▶ _PROVIDED TEXT_
# Status 2



## Nikki (Jul 5, 2013)

Some of you may remember the 'status' script, made by cedr and maintained by me.

It is still available here, however I'm going to attempt to continue work on it's successor Status 2 in my spare time (which isn't much)

It's a complete rewrite in a more I guess you could say clean/modular design? It will have the basic admin panel, a possible plugin system, graphs, stat logs, etc.

Example

What it lacks:


Stat cleaning, this needs to be terribly redone and only store history from separate points in time
An easy way to change settings
Speed. It is currently very slow to load the index page due to queries through hundreds of thousands of rows. A new database system might be required.
Graphing efficiency, it is currently very hacked together. This should be re-done into an abstracted system so that plugins may access it too, and also cached for a certain amount of time.
I'm posting it here because people have been asking for it, and it should be similar in functionality to Status 1. I also need ideas for what people want and how the systems should work.

If you have any ideas/requests, please, let me know! The reason work stopped on this in the first place is a lack of ideas and knowing what people want!

So far, RRD seems like the best way to do stats and graphs like I wanted, stats would store like the last 5 stats, then rrd would handle the rest  of the data maybe.


----------



## Mun (Jul 5, 2013)

Welcome @nikki


----------



## Nikki (Jul 5, 2013)

Heh, thanks. I've been around, so I'm not exactly new (I know about 30 of the people on here I think?)

This is a project that carried over from the old place


----------



## Mun (Jul 5, 2013)

Nikki said:


> Heh, thanks. I've been around, so I'm not exactly new (I know about 30 of the people on here I think?)
> 
> This is a project that carried over from the old place


I know, but the welcome was for joining here 

Mun


----------



## NodeBytes (Jul 5, 2013)

I just started working on my own system today, guess I'll just have to wait til this comes out


----------



## KuJoe (Jul 5, 2013)

▶ _STATED TASK 1_
In the Status 2 thread, who made the original 'status' script?
▶ _STATED TASK 2_
Extend the Status 2 forum thread past its last line.

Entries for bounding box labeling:
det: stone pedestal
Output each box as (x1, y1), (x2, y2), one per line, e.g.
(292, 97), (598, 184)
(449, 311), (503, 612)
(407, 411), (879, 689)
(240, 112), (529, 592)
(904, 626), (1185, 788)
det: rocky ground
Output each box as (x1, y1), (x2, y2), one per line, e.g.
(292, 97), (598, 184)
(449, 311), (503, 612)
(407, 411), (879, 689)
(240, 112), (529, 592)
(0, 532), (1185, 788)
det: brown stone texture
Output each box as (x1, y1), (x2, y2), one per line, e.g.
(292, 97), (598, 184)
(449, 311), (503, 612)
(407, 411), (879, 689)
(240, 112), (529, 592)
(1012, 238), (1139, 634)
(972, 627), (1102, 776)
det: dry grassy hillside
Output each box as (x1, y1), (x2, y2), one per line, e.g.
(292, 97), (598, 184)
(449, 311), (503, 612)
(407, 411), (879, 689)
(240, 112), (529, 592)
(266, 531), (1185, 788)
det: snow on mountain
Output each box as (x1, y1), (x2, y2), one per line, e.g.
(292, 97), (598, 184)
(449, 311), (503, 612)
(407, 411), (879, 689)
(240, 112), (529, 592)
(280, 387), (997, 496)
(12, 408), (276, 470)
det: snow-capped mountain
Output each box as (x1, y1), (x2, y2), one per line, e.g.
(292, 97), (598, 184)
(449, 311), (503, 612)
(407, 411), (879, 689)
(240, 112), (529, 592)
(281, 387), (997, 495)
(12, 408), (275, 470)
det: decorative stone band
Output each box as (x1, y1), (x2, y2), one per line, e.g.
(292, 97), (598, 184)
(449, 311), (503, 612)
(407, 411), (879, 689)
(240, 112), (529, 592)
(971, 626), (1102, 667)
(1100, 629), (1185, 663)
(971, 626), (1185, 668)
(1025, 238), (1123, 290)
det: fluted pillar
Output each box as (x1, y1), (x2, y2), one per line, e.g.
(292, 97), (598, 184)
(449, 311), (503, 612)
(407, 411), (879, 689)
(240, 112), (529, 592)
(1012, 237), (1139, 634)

▶ _REPLY 1_
cedr

▶ _REPLY 2_
I used your original code and came up with this: http://n3rd.info/sdstatus/ (old screenshots, current version is a lot more customized and detailed).

Keep up the good work though because I love options!


----------



## shawn_ky (Jul 5, 2013)

This should come in handy.... I'll have to install this tomorrow...


----------



## Nikki (Jul 5, 2013)

shawn_ky said:


> This should come in handy.... I'll have to install this tomorrow...


I'd wait until I get the new stat system in place, currently it just builds up until there's a ton of rows from the past 30 days 

I'm probably just going to use rrd and then just fetch the data for use in pChart


----------



## vanarp (Jul 5, 2013)

*@**Nikki*, It looks great! Keep up the good work...

Does Status allow me to dig historical data (tabular/graphs) of each type of the utilization displayed in the example: http://servers.nikkii.us ?


----------



## shawn_ky (Jul 5, 2013)

How long until the new version?


----------



## MannDude (Jul 6, 2013)

Heck yeah! Keep up the good work, and welcome to vpsBoard!


----------



## Nikki (Jul 6, 2013)

vanarp said:


> *@Nikki*, It looks great! Keep up the good work...
> 
> Does Status allow me to dig historical data (tabular/graphs) of each type of the utilization displayed in the example: http://servers.nikkii.us ?


It 'does' at the moment, but the problem is the data storage, which is why I'm likely switching over to RRD




shawn_ky said:


> How long until the new version?



A few days - a few weeks, not much time to work on it currently


----------



## Nikki (Aug 5, 2013)

I pushed what I changed to github, mainly just RRD storage for stats, and I'm not even sure if it works, since I have never used RRD before.

This commit changed:


RRD files for storing stats (Stored in rrd/<server id>/(loads|memory|<hdd name after />|<interface name>).rrd), if you have a filesystem not showing up, make sure it's listed in config.php under 'accepted_fs' (It has to be the full path)
Move to PHP Objects for JSON instead of an array, much nicer to look at!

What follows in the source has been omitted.